Nakashima Tetsuya semble vouloir continuer sur une succession (association ?) de portraits de femmes qui veulent simplement chercher la paix, ou tout simplement, l’avoir. La grande différence entre Matsuko de Memories of Matsuko et Yoko Moriguchi réside par exemple dans les décisions que prennent chacune d’entre elles. Matsuko n’arrive jamais à s’imposer dans le monde cruel dans lequel elle vit, essuyant les déceptions sur déceptions sans pour autant bouger le petit doigt, autrement que de se persuader que, allé, la vie ne peut pas être aussi triste que cela. Elle est une victime à part entière, incapable de sortir la tête de l’océan d’utopie dans laquelle elle se noie. L’enseignante Yoko Moriguchi est quant à elle marquée par un élément qui l’a dévasté au point de prendre une initiative démoniaque : régler ses comptes à sa manière avec le meurtrier de sa fille, soit par un acte concret ou soit par une manipulation. Elle dépasse allègrement le rôle de femme traumatisée par un évènement et qui se serait alors renfermée sur elle-même. Les larmes de l’enseignante sont des couteaux aux lames aiguisées, tranchant la cruauté des fautifs avec une incroyable sérénité. Et si l’on revient à Paco and the Magical Book, son œuvre précédente toujours inédite en France au même titre que Memories of Matsuko (pendant que les éditeurs s’arrachent les adaptations live fadasses de mangas populaires), la petite héroïne eurasienne n’avait pas tout pour sourire. Même si le film baignait dans une esthétique de conte de fées (plutôt inquiétante, au passage), les patients de l’hôpital psychiatrique, tous plus dingues que les autres, faisaient tout en leur possible pour aider la jeune fille à ne pas perdre la mémoire. Enfin, les deux jeunes femmes de Kamikaze Girls s’identifiaient toutes les deux à un personnage qui aurait très bien pu sortir d’un manga ou d’une série animée populaire : l’une ne s’habille qu’en cosplay tandis que l’autre joue les punks de service.

* [CONSIGNE]:
Prolongez le texte sur les portraits de femmes dans les films de Nakashima Tetsuya, en reprenant après sa dernière phrase. Le matériau qui suit provient d'une autre source.

* [DONNÉES BRUTES]:
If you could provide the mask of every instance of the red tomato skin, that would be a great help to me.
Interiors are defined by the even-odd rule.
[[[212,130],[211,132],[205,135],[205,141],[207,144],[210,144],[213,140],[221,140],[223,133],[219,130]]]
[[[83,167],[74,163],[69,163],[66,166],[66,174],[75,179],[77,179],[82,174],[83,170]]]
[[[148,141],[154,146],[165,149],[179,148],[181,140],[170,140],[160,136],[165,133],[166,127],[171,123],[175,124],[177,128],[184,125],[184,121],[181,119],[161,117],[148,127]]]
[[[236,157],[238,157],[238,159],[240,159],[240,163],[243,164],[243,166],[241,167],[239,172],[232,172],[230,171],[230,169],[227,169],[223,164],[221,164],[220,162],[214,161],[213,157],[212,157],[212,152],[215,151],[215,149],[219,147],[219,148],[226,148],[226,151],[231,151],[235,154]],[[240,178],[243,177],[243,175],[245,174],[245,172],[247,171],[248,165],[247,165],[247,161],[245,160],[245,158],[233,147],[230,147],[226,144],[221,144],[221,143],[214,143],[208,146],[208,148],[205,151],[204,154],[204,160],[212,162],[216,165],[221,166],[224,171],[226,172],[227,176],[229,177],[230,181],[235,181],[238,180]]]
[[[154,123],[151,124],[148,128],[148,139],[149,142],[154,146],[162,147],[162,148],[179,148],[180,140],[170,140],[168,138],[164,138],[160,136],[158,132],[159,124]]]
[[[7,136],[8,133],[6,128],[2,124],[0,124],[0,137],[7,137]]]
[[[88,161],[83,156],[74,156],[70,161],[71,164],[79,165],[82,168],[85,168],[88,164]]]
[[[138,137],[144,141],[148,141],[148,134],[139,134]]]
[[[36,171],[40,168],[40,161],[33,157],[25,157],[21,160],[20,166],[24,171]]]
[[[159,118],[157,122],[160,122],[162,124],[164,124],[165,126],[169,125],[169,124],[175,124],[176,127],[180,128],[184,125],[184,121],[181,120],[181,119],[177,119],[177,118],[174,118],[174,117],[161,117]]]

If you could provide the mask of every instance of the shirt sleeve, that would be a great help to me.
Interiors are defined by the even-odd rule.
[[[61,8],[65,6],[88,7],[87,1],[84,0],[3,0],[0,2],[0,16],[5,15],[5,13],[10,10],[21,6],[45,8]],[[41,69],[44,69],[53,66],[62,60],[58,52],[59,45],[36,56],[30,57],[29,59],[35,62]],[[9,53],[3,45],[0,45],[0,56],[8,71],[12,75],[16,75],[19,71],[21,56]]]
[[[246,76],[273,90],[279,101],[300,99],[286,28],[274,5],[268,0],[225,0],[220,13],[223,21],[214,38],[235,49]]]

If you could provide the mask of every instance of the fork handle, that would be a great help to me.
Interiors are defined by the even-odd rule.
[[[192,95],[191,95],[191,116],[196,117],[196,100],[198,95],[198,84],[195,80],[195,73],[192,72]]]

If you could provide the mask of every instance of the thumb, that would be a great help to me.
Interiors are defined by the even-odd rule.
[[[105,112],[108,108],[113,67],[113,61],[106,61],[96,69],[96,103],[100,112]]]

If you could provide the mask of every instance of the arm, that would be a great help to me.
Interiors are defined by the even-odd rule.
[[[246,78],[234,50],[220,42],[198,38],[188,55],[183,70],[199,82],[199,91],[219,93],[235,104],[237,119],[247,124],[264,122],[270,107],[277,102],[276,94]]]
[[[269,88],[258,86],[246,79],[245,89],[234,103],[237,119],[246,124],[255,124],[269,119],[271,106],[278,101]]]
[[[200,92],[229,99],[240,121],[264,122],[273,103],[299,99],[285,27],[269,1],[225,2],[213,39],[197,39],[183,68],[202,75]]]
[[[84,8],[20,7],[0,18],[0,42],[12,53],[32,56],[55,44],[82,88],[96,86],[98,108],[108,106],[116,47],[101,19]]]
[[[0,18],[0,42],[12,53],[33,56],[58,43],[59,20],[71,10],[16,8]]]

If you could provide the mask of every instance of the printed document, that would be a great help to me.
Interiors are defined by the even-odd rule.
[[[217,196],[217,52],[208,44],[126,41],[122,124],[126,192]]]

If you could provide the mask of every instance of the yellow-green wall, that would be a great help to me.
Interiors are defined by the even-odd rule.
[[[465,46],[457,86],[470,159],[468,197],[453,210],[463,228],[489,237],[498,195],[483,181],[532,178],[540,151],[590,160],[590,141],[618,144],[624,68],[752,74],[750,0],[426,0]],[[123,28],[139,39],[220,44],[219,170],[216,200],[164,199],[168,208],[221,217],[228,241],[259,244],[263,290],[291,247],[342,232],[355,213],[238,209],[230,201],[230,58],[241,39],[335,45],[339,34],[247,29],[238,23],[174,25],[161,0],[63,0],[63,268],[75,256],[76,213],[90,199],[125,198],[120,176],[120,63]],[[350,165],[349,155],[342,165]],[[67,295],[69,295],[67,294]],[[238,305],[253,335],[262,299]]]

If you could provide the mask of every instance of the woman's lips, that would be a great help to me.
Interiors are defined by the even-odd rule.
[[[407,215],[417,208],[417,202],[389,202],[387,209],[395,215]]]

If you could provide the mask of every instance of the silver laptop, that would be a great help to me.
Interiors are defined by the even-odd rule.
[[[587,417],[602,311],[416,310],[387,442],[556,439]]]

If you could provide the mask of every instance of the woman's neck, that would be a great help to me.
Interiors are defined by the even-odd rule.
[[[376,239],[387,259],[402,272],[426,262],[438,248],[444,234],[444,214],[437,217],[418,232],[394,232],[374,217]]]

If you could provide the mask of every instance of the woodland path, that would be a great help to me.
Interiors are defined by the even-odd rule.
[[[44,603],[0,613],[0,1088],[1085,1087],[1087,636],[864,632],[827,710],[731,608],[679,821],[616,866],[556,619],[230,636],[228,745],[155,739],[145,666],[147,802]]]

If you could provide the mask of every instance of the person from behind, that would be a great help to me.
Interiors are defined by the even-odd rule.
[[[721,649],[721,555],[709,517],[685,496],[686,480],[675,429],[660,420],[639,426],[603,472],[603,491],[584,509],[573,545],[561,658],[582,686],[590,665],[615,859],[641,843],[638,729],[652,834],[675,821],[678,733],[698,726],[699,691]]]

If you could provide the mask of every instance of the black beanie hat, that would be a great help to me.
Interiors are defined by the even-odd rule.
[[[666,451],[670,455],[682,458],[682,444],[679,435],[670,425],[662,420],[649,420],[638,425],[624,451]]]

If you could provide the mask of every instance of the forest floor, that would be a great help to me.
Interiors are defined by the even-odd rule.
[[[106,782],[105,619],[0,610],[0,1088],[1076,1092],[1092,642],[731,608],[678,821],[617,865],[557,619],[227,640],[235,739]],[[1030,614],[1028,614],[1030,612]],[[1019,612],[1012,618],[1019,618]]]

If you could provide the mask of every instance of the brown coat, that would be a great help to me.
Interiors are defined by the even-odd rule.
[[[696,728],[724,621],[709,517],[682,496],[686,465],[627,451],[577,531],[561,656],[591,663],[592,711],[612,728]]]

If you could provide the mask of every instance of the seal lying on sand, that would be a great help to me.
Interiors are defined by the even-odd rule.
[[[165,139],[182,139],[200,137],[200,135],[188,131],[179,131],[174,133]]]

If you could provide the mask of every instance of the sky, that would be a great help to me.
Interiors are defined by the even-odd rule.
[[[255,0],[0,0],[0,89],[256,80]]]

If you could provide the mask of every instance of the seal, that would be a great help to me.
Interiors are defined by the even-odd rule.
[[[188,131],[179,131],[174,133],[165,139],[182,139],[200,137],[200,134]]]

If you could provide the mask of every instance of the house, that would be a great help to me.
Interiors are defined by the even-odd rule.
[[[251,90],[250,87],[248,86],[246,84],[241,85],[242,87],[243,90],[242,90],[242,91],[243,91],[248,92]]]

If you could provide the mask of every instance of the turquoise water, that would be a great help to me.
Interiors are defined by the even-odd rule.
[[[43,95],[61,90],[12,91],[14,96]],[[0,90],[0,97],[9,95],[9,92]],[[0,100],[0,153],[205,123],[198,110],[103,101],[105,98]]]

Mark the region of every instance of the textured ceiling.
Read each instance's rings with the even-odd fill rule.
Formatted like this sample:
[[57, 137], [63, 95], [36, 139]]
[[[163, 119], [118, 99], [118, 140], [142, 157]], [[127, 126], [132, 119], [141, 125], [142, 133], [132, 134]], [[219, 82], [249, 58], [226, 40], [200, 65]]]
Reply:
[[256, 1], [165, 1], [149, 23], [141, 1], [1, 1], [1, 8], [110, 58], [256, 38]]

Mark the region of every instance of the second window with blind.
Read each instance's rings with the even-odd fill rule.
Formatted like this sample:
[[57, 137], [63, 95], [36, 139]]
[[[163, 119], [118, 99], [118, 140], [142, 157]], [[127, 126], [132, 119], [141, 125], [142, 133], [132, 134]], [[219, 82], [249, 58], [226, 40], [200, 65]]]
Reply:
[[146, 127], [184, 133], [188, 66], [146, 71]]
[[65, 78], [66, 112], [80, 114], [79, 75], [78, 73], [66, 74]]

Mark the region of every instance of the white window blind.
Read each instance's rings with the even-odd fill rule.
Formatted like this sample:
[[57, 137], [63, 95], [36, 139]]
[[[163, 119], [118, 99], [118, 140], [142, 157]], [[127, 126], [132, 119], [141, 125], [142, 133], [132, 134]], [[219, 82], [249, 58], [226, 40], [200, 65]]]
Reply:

* [RÉPONSE ATTENDUE]:
Les femmes (héroïnes) du cinéma de Nakashima Tetsuya semblent donc être toutes touchées par un mal-être les rongeant de l’intérieur, qui les oblige à user de stratagèmes divers et variés (une dégaine, une attitude forcenée) pour calmer cette douleur qu’on ne voit pas. Et à l’image du travail esthétique réalisé sur l’ensemble de ses films, les couleurs ne sont pas toutes là pour faire jolies. Elles font illusion. Mais avec Confessions et ses images baignées dans un noir des plus glacial, Nakashima Tetsuya ne fait maintenant plus illusion. Les choses sérieuses commencent. Quel cinéaste!